[Problems and tasks]:
[a] In the Fallout 76 piece, copy the passage from "About a month" to "stood out to me.", swapping "Xbox" for "console".
[b] Carry the Fallout 76 piece forward from its last sentence.

**** Page ****

About a month ago, my Xbox kicked the bucket and I went out and replaced it with an X, which came bundled with 76. Like basically everyone on Earth, I knew Fallout 76 had a uh… rocky launch. It's well known how buggy and unstable and downright unplayable the game was, as well as Bathesda's multiple PR snafus in the aftermath regarding all kinds of issues. After a few weeks of collecting dust, I finally figured, well, I've got the game, there's no harm in trying it. I'm not gonna add to the many, many tunes about disappointment and bugs and general discontent, though. I just wanted to hit one topic in particular that stood out to me.
Everybody remembers Todd Howard standing on stage and boldly proclaiming that every other human you see will be a player, and everyone could tell you why that idea is stupid. Human players aren't going to stand around handing out quests, they aren't going to go about a mundane schedule to make the world feel real, and they aren't going to run stores 24/7. In a series prized for its roleplaying, having a complete lack of characters to roleplay off of is frustrating and makes the experience feel empty and lonely. You want to Fallout, but you can't Fallout, because there's not enough Fallout in your Fallout.

**** Listing ****

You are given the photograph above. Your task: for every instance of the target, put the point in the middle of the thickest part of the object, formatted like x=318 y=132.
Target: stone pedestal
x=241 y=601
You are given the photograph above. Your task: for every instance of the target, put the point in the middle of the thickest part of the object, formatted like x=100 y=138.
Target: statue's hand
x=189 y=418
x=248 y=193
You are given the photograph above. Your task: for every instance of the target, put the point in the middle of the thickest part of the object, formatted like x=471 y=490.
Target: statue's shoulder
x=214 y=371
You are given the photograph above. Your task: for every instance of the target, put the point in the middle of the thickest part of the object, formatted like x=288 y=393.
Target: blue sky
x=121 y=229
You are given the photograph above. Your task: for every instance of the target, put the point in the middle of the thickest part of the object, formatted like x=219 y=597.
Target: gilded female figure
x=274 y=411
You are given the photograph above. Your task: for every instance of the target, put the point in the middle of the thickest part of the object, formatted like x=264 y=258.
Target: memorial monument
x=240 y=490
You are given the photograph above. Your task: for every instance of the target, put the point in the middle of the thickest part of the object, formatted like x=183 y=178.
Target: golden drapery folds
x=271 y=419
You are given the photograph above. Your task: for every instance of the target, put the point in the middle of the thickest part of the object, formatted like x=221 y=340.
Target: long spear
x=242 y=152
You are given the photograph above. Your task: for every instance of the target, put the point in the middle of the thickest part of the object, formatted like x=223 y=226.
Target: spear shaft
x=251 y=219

****

[Answers given]:
[a]
About a month ago, my console kicked the bucket and I went out and replaced it with an X, which came bundled with 76. Like basically everyone on Earth, I knew Fallout 76 had a uh… rocky launch. It's well known how buggy and unstable and downright unplayable the game was, as well as Bathesda's multiple PR snafus in the aftermath regarding all kinds of issues. After a few weeks of collecting dust, I finally figured, well, I've got the game, there's no harm in trying it. I'm not gonna add to the many, many tunes about disappointment and bugs and general discontent, though. I just wanted to hit one topic in particular that stood out to me.

[b]
But now, apparently, human NPCs are getting added in, which makes you figure that was always the plan, and I can't help but wonder how much smoother this would have gone down had Bathesda been transparent about their game plan from day one, because conceptually, the idea of Appalachia being a lonely, unpopulated world at launch isn't a bad one from a story telling and immersion standpoint. Hear me out.
So, let's pretend for a moment, that Howard had instead told everyone at E3, here's the deal: you, the players, are all residents of vault 76. You step out of the vault and enter a world only 25 years post-war. It's not yet the Fallout we know. There's no Brotherhood, no NCR, no Enclave. For all you know, you're the first people to step foot in this new world and there may not be anyone else in it but you anymore.
Everywhere you go, you find echoes of the old world and remnants, the footsteps, of people out there who survived the bombs, but no matter how hard you look, everyone appears long gone. It's just vault 76 for now. You're all alone in this hostile world and your biggest goal is to find other people who survived outside the vault and rebuild.
Then, let's pretend Bathesda had offered us a road map right from the start after dropping that info. A few expansion titles for us to chew over, set to be released periodically throughout the first year, a strategy they intend to follow every year after. Between those expansions, small updates will come, but with each big, new chunk of content, we'll see this world grow and change.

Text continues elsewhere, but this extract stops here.